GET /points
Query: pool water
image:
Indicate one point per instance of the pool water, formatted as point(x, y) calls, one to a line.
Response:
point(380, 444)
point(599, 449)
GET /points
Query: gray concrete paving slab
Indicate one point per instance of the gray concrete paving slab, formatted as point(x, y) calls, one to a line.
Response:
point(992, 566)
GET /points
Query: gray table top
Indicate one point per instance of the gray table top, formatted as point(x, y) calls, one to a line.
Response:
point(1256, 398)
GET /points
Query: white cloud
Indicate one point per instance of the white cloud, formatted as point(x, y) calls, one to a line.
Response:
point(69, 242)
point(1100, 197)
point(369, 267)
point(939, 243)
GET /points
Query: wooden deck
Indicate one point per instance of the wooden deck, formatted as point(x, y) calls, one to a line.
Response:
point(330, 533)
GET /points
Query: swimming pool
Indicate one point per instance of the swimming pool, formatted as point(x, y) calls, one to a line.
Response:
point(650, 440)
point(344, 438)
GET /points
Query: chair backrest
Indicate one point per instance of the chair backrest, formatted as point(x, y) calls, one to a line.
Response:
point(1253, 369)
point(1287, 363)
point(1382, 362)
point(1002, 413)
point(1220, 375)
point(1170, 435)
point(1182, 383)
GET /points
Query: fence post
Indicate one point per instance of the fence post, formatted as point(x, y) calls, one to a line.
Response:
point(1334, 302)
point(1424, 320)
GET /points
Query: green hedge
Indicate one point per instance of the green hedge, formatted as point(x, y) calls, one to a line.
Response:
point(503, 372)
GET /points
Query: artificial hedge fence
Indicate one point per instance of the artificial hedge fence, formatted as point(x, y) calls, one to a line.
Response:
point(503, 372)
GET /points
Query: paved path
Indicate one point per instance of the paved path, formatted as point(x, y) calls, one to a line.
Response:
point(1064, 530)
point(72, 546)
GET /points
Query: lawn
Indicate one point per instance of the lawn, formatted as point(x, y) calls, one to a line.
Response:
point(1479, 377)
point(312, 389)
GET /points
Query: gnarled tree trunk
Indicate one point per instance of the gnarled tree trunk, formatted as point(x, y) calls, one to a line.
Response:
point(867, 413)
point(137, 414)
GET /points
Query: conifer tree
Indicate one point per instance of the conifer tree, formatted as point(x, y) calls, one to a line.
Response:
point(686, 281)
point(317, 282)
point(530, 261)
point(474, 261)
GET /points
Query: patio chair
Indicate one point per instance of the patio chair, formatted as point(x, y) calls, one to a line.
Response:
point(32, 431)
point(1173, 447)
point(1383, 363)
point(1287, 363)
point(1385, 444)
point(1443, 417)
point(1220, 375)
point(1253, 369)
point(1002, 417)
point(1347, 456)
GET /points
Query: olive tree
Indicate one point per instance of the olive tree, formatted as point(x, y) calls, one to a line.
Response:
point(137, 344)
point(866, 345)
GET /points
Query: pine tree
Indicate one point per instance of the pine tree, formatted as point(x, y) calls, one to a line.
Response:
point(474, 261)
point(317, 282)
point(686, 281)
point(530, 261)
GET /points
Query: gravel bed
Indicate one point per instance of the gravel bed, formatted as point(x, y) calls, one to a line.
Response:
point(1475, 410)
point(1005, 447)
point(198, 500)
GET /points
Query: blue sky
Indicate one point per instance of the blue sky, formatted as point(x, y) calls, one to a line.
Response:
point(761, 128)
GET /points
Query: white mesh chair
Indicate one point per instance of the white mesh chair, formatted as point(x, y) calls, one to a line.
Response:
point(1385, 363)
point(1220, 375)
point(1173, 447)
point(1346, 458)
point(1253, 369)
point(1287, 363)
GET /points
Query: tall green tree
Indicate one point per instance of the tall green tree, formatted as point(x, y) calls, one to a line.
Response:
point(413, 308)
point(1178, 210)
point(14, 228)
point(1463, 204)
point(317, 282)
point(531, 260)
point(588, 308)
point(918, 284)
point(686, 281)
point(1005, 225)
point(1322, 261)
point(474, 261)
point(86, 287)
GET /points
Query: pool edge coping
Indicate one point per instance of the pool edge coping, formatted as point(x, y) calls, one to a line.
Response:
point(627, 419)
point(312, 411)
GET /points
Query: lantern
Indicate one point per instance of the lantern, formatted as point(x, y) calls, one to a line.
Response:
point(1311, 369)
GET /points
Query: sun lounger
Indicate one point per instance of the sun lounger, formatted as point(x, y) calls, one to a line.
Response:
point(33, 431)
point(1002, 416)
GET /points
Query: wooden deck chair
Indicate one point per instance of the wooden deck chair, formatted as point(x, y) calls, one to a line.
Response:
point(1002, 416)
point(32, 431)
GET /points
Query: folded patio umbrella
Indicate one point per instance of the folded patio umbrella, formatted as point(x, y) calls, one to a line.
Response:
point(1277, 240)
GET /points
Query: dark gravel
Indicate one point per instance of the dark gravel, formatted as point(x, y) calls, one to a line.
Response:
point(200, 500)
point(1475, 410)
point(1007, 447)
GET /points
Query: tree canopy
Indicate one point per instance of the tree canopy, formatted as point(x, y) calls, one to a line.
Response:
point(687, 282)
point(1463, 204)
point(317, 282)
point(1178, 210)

--

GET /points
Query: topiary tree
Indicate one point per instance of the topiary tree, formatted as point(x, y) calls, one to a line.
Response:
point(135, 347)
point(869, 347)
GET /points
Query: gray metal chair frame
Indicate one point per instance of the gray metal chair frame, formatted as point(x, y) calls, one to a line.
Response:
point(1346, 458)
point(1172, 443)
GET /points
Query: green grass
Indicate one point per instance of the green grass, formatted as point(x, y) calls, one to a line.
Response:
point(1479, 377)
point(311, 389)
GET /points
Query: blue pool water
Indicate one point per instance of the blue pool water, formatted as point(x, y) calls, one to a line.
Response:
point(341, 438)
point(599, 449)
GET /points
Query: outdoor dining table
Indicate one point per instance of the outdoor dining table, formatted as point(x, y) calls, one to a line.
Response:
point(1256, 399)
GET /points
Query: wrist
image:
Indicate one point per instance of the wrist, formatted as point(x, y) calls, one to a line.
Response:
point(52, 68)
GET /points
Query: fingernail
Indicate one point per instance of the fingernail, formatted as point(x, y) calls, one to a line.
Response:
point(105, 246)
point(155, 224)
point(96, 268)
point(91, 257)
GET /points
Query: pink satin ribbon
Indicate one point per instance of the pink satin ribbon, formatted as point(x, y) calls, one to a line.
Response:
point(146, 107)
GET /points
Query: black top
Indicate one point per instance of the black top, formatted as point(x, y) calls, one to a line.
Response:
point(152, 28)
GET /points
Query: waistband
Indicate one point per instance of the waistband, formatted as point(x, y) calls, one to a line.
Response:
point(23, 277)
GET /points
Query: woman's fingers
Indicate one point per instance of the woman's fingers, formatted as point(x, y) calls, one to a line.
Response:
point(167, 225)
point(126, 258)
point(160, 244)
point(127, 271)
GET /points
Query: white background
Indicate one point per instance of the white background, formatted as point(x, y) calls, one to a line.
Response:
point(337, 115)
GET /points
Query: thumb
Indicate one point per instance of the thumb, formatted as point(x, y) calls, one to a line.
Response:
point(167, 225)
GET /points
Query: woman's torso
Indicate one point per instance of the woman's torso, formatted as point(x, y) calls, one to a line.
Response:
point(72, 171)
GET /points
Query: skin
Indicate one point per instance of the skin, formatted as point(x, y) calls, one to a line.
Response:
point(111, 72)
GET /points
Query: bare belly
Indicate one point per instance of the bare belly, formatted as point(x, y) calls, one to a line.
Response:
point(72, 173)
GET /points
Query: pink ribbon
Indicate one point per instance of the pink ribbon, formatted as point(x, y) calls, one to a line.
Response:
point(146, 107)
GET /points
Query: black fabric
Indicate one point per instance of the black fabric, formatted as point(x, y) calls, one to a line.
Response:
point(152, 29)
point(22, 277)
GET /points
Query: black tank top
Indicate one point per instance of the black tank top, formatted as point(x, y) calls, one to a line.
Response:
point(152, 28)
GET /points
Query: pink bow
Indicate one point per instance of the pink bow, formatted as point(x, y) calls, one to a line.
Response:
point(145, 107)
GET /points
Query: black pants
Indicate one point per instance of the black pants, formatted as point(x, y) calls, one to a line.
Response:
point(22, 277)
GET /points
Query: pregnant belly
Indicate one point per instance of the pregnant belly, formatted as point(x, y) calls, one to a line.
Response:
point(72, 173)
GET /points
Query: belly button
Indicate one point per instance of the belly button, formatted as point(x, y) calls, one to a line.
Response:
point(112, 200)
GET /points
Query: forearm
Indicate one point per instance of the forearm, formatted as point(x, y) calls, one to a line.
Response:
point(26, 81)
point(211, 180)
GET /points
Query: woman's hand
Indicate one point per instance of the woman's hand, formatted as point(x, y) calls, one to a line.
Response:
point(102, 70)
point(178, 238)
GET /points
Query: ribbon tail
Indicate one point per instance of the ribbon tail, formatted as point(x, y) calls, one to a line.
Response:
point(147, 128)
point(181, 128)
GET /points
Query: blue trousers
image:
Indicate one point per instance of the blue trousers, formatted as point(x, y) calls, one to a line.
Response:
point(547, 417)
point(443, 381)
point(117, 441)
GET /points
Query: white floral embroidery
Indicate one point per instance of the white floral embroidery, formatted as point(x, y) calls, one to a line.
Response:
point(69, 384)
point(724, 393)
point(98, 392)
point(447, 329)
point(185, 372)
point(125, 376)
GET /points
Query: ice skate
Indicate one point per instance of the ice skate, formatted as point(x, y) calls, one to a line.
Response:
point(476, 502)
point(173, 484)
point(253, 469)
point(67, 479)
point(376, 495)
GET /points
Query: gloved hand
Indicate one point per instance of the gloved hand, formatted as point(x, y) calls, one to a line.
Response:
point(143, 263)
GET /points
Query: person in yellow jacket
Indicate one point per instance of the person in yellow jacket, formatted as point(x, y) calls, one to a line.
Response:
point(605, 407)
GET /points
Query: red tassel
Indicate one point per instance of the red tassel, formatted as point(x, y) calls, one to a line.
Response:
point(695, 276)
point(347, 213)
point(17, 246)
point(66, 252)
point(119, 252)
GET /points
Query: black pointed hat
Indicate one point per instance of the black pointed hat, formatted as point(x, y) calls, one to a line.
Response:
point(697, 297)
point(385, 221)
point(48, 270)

...

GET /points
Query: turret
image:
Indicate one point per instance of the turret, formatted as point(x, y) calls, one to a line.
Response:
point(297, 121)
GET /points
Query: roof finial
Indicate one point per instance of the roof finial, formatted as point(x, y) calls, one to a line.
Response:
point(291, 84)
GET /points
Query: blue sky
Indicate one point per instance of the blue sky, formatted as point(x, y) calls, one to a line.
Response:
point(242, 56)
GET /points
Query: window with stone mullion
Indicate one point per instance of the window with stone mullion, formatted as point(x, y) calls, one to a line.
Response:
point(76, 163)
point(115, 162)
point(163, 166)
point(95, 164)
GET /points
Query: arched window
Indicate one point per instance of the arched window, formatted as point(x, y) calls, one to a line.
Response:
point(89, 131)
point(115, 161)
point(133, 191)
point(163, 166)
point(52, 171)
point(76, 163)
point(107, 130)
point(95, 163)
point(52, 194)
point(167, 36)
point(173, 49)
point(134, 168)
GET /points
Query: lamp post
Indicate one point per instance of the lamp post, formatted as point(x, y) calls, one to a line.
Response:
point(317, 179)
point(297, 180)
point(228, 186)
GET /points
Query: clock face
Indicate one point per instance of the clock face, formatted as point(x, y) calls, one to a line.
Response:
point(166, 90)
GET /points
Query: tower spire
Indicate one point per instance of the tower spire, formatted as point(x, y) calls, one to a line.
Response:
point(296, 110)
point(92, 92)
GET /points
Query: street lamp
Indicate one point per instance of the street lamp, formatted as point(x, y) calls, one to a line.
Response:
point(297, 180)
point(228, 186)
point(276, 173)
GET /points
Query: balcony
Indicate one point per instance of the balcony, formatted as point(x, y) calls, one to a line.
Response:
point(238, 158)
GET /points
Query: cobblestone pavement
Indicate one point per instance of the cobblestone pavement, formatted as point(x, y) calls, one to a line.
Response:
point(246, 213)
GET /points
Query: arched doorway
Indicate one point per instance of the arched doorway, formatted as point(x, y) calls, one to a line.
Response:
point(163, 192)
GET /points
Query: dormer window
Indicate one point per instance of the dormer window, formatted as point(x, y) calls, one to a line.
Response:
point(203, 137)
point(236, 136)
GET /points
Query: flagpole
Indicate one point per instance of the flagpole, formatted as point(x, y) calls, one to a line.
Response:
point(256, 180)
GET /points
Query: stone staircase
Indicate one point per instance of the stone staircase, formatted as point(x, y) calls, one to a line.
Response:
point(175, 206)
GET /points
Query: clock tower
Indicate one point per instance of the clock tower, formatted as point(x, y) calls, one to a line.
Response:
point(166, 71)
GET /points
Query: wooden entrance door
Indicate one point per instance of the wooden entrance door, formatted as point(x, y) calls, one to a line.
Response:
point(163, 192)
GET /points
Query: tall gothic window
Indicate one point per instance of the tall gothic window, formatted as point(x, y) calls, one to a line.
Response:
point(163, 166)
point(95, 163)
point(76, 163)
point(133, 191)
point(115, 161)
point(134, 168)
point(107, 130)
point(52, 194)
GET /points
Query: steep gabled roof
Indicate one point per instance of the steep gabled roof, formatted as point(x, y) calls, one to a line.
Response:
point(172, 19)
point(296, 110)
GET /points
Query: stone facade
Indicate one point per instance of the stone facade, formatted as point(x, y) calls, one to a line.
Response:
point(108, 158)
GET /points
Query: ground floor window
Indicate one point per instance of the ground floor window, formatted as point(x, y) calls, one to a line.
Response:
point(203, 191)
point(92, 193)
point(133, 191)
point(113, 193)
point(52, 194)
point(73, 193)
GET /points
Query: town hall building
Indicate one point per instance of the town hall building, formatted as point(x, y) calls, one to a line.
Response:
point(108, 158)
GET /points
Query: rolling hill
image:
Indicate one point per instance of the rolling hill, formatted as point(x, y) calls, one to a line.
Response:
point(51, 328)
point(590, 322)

Task goal ->
Extract every line of the data above that contains the word "water", and reproduce each such line without alteration, in its original order.

Exercise output ->
Query: pool water
Indicate one point per instance of the pool water, formatted as point(x, y) calls, one to a line.
Query: blue pool water
Indicate one point per instance of the blue pool water, formatted as point(x, y) calls, one to a line.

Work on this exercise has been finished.